## start
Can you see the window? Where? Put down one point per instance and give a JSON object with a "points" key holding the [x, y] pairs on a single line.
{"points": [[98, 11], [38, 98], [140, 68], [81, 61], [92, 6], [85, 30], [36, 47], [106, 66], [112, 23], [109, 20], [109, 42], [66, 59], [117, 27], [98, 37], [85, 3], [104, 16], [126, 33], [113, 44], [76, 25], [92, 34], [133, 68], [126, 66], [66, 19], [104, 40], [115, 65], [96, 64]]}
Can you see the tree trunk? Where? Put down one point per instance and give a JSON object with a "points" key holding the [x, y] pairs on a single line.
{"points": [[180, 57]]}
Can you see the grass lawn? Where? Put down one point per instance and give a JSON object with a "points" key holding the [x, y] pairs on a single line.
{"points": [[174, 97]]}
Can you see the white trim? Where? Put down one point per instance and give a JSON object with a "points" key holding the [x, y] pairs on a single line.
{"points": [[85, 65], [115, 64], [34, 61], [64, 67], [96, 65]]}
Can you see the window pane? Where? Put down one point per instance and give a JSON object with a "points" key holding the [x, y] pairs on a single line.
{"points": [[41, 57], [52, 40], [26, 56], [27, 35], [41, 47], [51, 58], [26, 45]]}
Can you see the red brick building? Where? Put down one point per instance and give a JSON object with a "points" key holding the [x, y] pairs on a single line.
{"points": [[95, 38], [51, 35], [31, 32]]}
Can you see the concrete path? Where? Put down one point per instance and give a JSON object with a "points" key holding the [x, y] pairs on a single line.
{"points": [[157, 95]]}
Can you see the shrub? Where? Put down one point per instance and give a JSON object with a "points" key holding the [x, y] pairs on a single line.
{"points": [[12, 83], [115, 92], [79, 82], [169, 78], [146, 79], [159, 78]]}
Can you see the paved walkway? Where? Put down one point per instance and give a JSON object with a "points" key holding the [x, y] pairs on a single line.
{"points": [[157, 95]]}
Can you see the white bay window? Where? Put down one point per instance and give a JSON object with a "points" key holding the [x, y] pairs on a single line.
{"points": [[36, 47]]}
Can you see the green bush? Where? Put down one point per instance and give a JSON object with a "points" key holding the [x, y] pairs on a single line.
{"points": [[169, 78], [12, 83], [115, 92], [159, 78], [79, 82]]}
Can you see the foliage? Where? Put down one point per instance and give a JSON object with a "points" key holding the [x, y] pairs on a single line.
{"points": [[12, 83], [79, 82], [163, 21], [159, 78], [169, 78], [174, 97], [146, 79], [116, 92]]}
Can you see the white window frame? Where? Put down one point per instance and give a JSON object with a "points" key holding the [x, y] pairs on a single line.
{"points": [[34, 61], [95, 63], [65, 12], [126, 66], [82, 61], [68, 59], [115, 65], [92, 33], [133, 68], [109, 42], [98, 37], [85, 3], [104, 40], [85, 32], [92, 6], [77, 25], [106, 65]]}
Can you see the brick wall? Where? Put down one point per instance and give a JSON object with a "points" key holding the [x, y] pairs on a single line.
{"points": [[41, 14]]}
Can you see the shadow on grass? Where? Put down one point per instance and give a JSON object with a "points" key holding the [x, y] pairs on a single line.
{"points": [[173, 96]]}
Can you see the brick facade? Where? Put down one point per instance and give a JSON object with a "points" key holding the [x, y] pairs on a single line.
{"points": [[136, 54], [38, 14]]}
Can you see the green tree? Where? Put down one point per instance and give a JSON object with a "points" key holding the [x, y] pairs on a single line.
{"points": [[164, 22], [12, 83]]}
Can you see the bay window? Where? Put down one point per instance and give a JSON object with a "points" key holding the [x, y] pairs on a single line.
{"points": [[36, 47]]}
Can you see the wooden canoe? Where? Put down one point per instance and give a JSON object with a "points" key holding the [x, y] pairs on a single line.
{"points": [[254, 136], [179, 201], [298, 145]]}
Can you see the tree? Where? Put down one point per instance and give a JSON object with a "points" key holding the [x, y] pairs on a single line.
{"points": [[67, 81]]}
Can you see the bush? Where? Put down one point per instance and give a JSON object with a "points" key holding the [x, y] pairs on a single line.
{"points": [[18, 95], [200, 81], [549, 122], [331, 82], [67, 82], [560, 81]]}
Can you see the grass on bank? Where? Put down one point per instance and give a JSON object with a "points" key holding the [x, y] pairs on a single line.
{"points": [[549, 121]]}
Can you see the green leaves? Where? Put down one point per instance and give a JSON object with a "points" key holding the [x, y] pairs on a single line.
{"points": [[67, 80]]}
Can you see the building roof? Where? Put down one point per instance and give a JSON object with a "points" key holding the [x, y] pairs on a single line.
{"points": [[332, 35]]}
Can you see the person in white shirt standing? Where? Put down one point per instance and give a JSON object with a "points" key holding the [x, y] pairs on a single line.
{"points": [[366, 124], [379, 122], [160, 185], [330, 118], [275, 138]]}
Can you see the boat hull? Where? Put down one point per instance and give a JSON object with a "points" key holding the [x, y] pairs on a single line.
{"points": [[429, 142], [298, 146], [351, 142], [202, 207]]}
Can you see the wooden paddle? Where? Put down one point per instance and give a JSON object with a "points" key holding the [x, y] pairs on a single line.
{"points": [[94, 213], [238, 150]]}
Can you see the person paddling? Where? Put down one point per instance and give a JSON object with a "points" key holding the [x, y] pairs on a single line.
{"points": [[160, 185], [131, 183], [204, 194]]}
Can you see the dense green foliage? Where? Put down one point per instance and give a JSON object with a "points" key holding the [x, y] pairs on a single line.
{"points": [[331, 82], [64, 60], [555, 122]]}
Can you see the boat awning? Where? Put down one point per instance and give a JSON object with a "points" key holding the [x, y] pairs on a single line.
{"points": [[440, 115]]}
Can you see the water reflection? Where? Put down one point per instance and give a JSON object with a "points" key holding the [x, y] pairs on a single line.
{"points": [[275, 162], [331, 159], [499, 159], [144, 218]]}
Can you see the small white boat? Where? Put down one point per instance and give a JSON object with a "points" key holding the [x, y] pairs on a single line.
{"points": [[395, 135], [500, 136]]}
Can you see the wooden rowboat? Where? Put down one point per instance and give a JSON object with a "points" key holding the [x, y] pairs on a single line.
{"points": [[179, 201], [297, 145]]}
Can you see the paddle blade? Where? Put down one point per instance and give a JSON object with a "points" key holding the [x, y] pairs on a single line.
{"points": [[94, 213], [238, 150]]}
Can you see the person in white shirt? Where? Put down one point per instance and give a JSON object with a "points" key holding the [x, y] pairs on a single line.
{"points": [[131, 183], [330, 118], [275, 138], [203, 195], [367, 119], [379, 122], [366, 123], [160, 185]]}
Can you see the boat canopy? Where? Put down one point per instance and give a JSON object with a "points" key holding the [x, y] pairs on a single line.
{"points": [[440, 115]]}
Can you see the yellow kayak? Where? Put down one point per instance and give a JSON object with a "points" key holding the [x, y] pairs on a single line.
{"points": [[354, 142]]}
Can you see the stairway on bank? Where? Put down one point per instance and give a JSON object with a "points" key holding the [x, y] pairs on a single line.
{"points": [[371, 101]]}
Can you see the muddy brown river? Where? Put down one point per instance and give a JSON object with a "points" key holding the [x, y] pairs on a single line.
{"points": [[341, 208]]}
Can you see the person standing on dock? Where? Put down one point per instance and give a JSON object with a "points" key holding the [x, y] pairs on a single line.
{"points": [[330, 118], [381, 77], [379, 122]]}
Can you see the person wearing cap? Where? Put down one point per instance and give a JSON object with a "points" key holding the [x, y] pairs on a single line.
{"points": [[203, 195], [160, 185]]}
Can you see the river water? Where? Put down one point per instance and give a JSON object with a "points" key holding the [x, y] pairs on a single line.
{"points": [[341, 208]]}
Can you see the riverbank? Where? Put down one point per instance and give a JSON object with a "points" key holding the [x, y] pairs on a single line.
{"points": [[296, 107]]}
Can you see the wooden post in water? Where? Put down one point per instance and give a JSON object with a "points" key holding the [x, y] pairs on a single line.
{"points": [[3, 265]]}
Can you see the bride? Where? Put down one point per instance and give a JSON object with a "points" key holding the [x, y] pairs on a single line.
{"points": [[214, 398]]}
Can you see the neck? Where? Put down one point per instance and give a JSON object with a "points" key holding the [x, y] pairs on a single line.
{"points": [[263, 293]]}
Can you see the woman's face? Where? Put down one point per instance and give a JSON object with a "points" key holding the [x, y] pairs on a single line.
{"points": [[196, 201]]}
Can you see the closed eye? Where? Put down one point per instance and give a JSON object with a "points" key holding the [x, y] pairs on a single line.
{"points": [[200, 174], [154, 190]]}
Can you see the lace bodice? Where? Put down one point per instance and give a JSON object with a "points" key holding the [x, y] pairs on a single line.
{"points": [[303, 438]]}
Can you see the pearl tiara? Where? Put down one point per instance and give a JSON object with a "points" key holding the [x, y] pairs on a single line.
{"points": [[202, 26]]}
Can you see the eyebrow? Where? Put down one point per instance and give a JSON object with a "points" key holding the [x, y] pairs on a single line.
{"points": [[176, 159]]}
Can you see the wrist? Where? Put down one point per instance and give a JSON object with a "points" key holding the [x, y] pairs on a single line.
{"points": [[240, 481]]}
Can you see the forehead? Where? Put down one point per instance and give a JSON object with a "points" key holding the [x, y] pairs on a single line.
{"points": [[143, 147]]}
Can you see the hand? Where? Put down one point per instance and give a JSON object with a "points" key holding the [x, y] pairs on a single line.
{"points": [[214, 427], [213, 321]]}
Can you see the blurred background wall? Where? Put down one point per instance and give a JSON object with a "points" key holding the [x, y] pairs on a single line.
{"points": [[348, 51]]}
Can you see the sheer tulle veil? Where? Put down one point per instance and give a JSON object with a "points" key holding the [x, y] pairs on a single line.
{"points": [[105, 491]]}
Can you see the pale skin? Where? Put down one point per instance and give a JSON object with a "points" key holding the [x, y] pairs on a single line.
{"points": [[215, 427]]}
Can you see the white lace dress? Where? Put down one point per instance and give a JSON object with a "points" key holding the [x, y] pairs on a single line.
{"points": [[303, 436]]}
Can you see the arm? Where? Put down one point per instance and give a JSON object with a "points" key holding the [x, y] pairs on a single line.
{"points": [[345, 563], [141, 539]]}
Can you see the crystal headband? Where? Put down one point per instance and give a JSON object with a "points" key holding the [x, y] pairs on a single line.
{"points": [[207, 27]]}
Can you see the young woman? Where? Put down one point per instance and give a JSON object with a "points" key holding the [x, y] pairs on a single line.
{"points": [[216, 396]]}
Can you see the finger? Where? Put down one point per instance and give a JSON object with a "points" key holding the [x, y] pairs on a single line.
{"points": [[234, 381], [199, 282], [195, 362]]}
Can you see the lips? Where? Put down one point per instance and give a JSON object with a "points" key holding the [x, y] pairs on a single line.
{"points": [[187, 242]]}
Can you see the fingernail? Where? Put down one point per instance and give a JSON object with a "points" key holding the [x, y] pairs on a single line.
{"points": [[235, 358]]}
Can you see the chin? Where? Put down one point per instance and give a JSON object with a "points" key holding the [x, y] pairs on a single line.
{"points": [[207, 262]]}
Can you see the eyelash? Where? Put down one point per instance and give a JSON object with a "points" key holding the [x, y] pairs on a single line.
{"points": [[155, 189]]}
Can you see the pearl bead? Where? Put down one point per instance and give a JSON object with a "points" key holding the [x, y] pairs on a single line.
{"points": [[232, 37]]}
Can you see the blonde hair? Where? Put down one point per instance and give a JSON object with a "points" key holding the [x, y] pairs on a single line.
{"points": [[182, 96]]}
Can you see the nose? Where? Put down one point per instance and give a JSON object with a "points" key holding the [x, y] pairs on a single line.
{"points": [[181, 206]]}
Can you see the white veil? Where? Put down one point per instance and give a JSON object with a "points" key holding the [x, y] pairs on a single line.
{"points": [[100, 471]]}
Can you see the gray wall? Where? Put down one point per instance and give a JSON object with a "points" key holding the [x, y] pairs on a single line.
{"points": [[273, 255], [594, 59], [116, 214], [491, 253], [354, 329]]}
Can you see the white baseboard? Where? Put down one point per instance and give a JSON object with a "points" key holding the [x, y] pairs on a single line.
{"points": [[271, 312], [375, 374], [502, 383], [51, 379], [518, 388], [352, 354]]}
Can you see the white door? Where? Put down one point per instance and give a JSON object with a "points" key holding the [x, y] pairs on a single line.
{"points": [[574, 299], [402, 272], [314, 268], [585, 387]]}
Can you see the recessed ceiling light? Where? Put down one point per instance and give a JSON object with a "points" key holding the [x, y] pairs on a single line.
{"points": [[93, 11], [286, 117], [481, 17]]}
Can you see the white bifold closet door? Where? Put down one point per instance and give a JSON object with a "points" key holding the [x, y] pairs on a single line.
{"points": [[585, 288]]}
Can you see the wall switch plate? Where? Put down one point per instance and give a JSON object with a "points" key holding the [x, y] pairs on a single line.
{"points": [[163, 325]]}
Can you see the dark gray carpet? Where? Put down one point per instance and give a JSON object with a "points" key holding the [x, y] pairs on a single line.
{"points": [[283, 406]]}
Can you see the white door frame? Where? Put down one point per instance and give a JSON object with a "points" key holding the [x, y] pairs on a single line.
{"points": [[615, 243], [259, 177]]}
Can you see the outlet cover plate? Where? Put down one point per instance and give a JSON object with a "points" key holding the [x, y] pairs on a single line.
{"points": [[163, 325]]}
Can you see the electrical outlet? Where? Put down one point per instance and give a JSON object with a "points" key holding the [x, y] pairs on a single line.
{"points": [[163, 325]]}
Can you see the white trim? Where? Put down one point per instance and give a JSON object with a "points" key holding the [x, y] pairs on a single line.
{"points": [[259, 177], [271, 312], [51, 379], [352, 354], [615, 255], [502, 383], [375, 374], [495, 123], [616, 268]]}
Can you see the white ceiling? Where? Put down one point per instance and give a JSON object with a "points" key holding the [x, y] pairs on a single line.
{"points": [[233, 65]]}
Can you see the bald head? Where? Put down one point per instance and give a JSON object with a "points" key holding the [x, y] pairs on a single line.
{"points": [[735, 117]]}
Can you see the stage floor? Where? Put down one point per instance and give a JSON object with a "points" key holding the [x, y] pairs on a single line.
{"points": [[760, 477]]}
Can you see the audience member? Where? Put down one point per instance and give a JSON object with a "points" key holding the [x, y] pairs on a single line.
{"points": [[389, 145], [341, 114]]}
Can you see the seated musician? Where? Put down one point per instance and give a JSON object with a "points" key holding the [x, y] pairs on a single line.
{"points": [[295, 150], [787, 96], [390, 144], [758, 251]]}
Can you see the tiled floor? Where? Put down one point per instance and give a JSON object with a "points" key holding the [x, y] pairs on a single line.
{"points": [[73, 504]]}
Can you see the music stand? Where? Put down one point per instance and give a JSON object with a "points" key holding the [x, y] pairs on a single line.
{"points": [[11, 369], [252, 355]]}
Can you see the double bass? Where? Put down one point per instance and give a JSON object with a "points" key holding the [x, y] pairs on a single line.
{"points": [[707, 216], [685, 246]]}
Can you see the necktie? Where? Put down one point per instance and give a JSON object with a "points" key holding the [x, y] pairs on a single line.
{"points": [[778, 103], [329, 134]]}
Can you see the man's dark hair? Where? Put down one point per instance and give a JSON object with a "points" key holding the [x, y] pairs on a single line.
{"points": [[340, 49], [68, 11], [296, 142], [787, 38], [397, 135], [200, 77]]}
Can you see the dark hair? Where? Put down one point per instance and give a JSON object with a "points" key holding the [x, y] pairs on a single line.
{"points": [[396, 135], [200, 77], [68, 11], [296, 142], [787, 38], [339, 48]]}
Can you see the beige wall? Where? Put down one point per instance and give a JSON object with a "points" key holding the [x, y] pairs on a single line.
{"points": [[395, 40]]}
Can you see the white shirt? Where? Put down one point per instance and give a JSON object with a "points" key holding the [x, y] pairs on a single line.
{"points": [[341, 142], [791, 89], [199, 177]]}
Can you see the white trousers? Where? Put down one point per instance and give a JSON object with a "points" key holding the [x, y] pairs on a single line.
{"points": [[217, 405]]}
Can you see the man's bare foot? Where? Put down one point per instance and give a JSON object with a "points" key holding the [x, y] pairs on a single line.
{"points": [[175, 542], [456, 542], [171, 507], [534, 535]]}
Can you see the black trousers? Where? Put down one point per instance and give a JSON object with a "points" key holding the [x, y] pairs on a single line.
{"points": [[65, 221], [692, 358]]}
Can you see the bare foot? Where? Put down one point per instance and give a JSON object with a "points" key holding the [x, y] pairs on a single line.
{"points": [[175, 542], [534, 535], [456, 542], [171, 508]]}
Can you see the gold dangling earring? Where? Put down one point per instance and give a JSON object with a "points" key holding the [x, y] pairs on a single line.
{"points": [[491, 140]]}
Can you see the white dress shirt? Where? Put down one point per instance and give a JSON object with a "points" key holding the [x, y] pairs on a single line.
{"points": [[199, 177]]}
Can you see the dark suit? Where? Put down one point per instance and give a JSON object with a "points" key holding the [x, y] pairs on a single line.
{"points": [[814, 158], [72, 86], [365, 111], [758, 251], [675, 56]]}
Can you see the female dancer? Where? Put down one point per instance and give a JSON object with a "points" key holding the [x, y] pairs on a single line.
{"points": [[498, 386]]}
## end
### PROBLEM REQUIREMENTS:
Write the lines out exactly, from the one with "Can you see the white trousers?" down to the last line of the listing, and leave out all others.

### ANSWER FOR THIS EXERCISE:
Can you see the white trousers? Where? Put down one point per instance and give a JSON object with a "points" key holding the [x, y] pairs on a single line.
{"points": [[217, 405]]}
Can you see the man's bare foot? Where? Put down one point per instance and give a JSON object with a "points" key holding the [x, y] pairs on a single line.
{"points": [[175, 542], [456, 542], [171, 507], [534, 535]]}
Can you see the black trousers? Where? Put down one point per instance and give a JSON object with a "points" key holding the [x, y] pairs on a single line.
{"points": [[65, 221], [692, 358]]}
Can you see the bare foot? Where? Put down one point per instance and give a JSON object with a "points" key holding the [x, y] pairs on a single line.
{"points": [[175, 542], [534, 535], [456, 542], [171, 508]]}
Can you see the gold dangling earring? Where? Put down one point per instance and give a JSON object with a "points" key holding the [x, y] pairs on a single line.
{"points": [[491, 140]]}
Can you see the white dress shirt? Where? Put down one point per instance and give a JSON object with a "points" key holding the [x, y] pairs on a single line.
{"points": [[199, 177]]}
Can you see the dark suit? Where? Put down one point per instance and give a JSON object with a "points" key holding the [x, y] pairs on a single line.
{"points": [[814, 158], [72, 86], [365, 111], [758, 251], [675, 56]]}
Can you see the female dancer? Where? Put down one point per instance and give a JSON object with a "points" key holding the [x, y] pairs on a single line.
{"points": [[498, 386]]}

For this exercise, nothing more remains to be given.